Raw records:
↓
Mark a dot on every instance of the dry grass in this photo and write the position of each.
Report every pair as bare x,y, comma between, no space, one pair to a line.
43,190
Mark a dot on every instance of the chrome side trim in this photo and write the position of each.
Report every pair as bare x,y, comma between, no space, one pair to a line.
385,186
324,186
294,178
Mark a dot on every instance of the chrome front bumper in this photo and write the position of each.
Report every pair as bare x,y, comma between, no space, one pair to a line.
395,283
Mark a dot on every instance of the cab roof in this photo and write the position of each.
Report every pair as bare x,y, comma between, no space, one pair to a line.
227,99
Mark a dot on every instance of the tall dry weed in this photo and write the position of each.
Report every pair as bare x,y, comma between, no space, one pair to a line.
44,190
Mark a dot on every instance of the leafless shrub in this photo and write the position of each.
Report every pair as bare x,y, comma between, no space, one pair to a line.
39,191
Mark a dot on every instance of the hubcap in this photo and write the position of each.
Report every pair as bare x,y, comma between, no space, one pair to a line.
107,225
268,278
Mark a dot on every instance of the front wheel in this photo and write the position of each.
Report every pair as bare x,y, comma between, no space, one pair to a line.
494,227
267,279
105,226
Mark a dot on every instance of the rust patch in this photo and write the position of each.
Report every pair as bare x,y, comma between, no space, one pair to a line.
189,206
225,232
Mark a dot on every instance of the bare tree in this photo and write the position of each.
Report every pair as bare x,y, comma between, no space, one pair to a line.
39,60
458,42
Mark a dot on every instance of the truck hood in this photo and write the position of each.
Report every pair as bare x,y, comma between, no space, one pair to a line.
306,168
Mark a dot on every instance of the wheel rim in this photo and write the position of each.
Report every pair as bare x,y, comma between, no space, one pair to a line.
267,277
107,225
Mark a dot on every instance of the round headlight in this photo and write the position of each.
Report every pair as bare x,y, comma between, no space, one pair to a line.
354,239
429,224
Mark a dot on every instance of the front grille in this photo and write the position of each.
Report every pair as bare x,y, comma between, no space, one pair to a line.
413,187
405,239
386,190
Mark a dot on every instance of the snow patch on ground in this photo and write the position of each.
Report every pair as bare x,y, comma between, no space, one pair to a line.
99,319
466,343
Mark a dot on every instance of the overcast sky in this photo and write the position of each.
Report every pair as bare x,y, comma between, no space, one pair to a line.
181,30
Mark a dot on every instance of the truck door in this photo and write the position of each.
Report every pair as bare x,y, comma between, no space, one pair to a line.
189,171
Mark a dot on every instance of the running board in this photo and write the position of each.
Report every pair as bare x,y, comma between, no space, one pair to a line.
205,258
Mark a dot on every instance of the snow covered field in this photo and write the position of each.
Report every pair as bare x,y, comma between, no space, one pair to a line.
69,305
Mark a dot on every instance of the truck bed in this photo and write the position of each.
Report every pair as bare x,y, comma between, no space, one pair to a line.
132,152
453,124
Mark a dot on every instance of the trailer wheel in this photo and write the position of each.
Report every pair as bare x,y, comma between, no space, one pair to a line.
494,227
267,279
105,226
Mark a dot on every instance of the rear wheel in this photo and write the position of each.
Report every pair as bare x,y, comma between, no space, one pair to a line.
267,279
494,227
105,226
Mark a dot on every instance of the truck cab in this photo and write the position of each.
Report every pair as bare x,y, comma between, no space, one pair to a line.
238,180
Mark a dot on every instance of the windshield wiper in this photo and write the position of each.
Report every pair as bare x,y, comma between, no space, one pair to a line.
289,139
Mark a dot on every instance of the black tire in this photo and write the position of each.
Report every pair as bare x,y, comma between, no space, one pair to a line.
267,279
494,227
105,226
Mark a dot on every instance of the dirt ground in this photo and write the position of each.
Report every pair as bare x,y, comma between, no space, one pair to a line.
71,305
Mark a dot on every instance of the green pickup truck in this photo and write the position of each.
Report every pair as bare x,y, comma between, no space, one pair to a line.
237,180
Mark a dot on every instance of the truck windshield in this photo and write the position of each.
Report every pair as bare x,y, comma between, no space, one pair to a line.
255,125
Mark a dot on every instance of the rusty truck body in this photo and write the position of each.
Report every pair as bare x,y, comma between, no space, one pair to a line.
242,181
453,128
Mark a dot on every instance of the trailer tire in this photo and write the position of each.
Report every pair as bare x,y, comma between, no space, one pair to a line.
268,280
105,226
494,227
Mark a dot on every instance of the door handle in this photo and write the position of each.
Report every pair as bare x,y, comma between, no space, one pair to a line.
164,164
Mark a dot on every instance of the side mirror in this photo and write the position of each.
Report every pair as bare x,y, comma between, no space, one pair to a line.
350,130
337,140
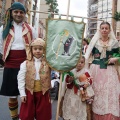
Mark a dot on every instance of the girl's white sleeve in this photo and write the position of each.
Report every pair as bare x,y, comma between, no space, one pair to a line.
21,79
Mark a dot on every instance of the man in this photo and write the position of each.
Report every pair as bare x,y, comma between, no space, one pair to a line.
13,38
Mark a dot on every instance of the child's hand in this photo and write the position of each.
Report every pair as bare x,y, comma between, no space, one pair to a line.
23,99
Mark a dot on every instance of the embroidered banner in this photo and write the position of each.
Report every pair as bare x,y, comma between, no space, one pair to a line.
63,43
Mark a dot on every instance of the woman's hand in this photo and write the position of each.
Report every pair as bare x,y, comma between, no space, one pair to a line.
23,99
112,60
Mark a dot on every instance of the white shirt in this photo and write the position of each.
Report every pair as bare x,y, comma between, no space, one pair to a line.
22,73
18,43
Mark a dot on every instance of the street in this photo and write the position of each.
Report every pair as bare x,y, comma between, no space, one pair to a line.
4,112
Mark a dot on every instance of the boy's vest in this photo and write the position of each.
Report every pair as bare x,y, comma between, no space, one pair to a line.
26,35
44,73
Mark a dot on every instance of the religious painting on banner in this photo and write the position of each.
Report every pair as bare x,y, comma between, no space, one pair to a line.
63,43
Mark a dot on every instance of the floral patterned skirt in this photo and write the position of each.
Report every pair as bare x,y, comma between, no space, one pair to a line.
107,90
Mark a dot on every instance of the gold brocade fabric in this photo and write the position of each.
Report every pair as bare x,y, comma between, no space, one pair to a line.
37,86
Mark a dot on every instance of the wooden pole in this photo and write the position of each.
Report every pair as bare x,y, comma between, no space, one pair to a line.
60,86
58,104
68,8
66,15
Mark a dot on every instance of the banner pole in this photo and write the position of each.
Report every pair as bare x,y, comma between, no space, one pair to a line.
68,8
60,86
58,104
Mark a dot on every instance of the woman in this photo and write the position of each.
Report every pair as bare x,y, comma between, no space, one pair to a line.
101,49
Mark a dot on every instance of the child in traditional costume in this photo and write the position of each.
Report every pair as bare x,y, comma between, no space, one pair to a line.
34,84
73,106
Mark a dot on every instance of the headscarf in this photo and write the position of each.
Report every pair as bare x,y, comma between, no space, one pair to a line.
37,41
95,38
8,17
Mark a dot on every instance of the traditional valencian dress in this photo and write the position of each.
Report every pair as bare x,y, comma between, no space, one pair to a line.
105,82
73,107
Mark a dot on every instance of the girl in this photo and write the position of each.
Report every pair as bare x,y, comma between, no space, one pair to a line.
34,83
73,107
102,49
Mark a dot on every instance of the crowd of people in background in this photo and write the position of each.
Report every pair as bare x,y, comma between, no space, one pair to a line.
92,89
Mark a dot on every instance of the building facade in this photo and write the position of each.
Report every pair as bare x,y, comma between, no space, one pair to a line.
104,10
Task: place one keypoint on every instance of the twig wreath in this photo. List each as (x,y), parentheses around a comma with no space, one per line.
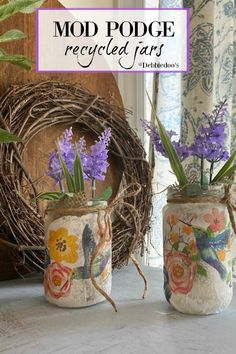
(28,109)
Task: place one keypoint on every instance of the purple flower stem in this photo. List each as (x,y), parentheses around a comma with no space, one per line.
(211,171)
(202,170)
(93,187)
(62,189)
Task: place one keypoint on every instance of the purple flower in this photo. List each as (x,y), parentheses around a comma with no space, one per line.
↑
* **THE PROBLEM**:
What you return should match the records above word for word, minus the pictures.

* **SOLUTION FOR THIS PROBLEM**:
Mark a dot on every instance of the dry grass in this photo and write the position of each.
Report every pair as bare x,y, comma between, no space, one pair to a line.
43,190
Mark a dot on every instance of the chrome side trim in this photo and write the position of each.
Report every pair as bare x,y, comma between, no space, one pair to a line.
385,186
324,186
294,178
Mark a dot on every instance of the chrome front bumper in this photo and write the position of each.
Report every pair as bare x,y, comma between, no space, one pair to a line.
395,283
Mark a dot on every instance of the cab roof in this photo and write the position of each.
Report every pair as bare x,y, comma between, no space, one pair to a line.
227,99
Mark a dot on every instance of the tall dry weed in this photo and write the position of each.
Report every pair as bare x,y, comma between, no space, one pair to a line.
44,190
Mark a dot on every instance of the leafless shrub in this photo and write the position of each.
Report every pair as bare x,y, comma between, no space, one pair to a line.
39,191
Mark a dot on every instance of the hubcap in this photo and write the position of each.
Report every pair as bare x,y, comma between, no space, one pair to a line.
107,225
268,278
Mark a dot on every instance of the front wheel in this photo and write the position of each.
Report every pair as bare x,y, comma between, no space, one pair to a line.
494,227
267,279
105,226
Mark a dot on every instance of the rust patch in this photo and write the position of each.
Report every pair as bare x,y, comma between, no space, one pair to a line.
189,206
225,232
Mark a dot on every instance of the bare tree in this photo and write the position of each.
Report every pair as bare x,y, comma between, no space, one pair to a line.
39,60
458,42
Mark a dot on every instance of the truck hood in this photo and write the position of each.
Report every pair as bare x,y, comma between, no space, one pair to a line.
306,168
Mark a dot on every instance of the wheel rim in this photo and write the position of each.
Report every pair as bare x,y, comma between, no space, one pair to a line.
267,277
107,225
Mark a dot on every instance of the round headlight in this photo and write the position of each.
Report every pair as bare x,y, comma between, no space, one pair to a line.
354,239
429,224
Mark a dot on every instance of the front grille in this photo and write the position of each.
Report every pair as bare x,y, comma between, no space, one pair to a line.
413,187
405,239
386,190
Mark a dot on every instance of the snow patch on ground in this photo and write the position of each.
Report every pair as bare x,y, comma between, no space, one pair to a line.
99,319
466,343
Mark a dot on every instance of the overcast sky in this photo and write the position of each.
Report every pair as bare x,y, comma between, no space, one pair to a line.
181,30
Mark a dot on every instance of the truck door in this photo and write the position of each.
Report every pair as bare x,y, comma between, no space, one pair to a line.
189,171
Mark a dot on every instance of the running board in this photo and write the position of each.
Report every pair as bare x,y, comma between, no space, one pair to a line.
205,258
Mark a dot on every instance of the snow covered field in this photo and write the position of each.
Report every pair as bare x,y, comma between, no space, one pair to a line.
69,305
Mark a dot on every instance of the truck bed in this photo and write the position of each.
Report every pair as bare x,y, comma between, no space, one pair to a line.
132,152
453,124
Mark a dot on every instance of the trailer wheel in this photo and write the position of each.
Report every pair as bare x,y, comma between, no space, one pair to a line.
494,227
267,279
105,226
Mark a dot on every instance of the rear wheel in this photo and write the position of each.
Report every pair as bare x,y, comma between, no space, one pair to a line.
267,279
494,227
105,226
Mark a dot on every instance of the truck cab in this photo and write the position of each.
Report every pair as bare x,y, comma between, no space, one pair to a line.
238,180
Mark a dot on every instance of the windshield wiper in this photo and write the position of each.
Report every pair as bare x,y, comma between, no space, one pair to a line.
289,139
Mark a dot on every instance of the black tire in this photo and write the position of each.
Report every pair as bare x,y, comma between, no space, one pair to a line.
267,279
494,227
105,226
Mark a dot on every instance of the dirt ground in this photo and write the position of each.
Report every pair as bare x,y, comma between, no space, one pair to a line.
71,305
Mark a dot on every instance of the green pickup truck in this photo and write the position of each.
Report every pair as bare x,y, comma between, no space, one pair to a line.
237,180
Mark a dot on every instance of the truck windshield in this photo and write the position of each.
Report every pair as bare x,y, comma between, no space, one pair to a line.
255,125
Mark a dot on every instance of the rusty truck body in this photo and write the position of each.
Report every pair as bare x,y, comma between, no space, one pair to a line.
242,181
453,128
Mark a dot on every instance of the trailer tire in this photo and write the position of each.
Report every pair as bare x,y, comma between, no space, one pair to a line.
268,280
105,226
494,227
Mark a dot on every instance of the door handle in this photo and write the position of each.
Report every pair as bare x,y, comma between, no space, one pair to a line.
164,164
Mark a dot on every instance of the side mirror in this photo and write the position of each.
Report every pair as bare x,y, comma between, no space, one pair to a line.
350,130
337,140
Mark a dot on every instance of the girl's white sleeve in this photo and write the position of each.
Report every pair as bare x,y, comma between, no space, one pair to a line.
21,79
Mark a dot on every instance of the man in this photo and write the position of each.
Report every pair as bare x,y, comma between, no space, one pair to a line.
13,38
Mark a dot on every instance of the child's hand in this photo and write the position of each.
Report every pair as bare x,y, comma between, no space, one pair to a line.
23,99
Mark a dot on every instance of the embroidered banner in this photo and write the position of each.
Report every pair as bare x,y, comma between, no space, one pair to a line.
63,43
Mark a dot on every instance of the woman's hand in this photo and write the position of each.
Report every pair as bare x,y, comma between, no space, one pair to a line.
23,99
112,60
Mark a dot on every instance of the white shirt in this photo and write the position of each.
Report every pair as bare x,y, comma between, no space, one pair to a line.
22,73
18,43
Mark a dot on every instance of the street in this photo and write the position of each.
Report every pair as bare x,y, comma between, no space, one pair to a line.
4,112
Mark a dot on every instance of the boy's vest in this photo and write the position of each.
Report every pair as bare x,y, comma between, no space, one pair to a line.
26,35
44,73
Mark a dot on every instance of the religious painting on banner in this photo and write the position of each.
Report every pair as bare x,y, comma between, no space, one pair to a line.
63,43
Mark a dot on every instance of the floral patterned skirt in this photo and write the position of each.
Report every pair as bare x,y, comma between, no space, one pair to a line.
107,90
Mark a dot on every instance of the gold brocade fabric in this photo and write the position of each.
Report every pair as bare x,y, comma between, no space, one pair to a line.
37,86
Mark a dot on every instance of the wooden pole in this photo and write the position of each.
Report every pair as bare x,y, comma between, no space, one pair to a line.
60,86
58,104
68,8
66,15
Mark a dot on every instance of the banner pole in this photo and write the position of each.
Report every pair as bare x,y, comma between, no space, one pair to a line.
68,8
60,86
58,104
Mark a dot on every instance of the woman in this photo and write the position of each.
Report every pair as bare x,y, comma between, no space, one pair to a line.
101,49
Mark a dot on every instance of the child in traditional costume in this photo and write the position of each.
Report every pair as bare x,y, comma between, no space, one pair to a line.
34,84
73,106
Mark a dot on every instance of the headscarf in this photo and write the position of each.
Report every pair as bare x,y, comma between, no space, one pair to a line.
37,41
95,38
8,17
Mark a dot on every instance of the traditional valencian dress in this photo and write the position of each.
Report every pair as bare x,y, comma between, no space, one pair to a line.
105,82
73,107
Mark a dot on every instance of the girl in this photo and write the position of each.
Report every pair as bare x,y, comma between, no space, one pair to a line.
34,83
73,107
102,49
Mark a dot on every instance of the crowd of people in background in this photo and write the position of each.
Report every pair as bare x,y, comma between, no space, one pair to a line.
92,89
Mark a dot on every instance of the building facade in this photo and write the position of each.
Report every pair as bare x,y, comma between, no space, one pair to a line.
104,10
Task: place one keypoint on every instance of the twig wreath in this photo. List each as (x,y), parentheses around a comma with no space, one per line.
(28,109)
Task: place one keypoint on every instance of the purple flower stem in this photo. List each as (x,y), parentheses around a comma with no space, one per line.
(211,171)
(202,170)
(93,187)
(62,189)
Task: place one keypoint on every instance of the purple flower in this photo. List each as (x,y), parentheses around a comma with no space, one per line.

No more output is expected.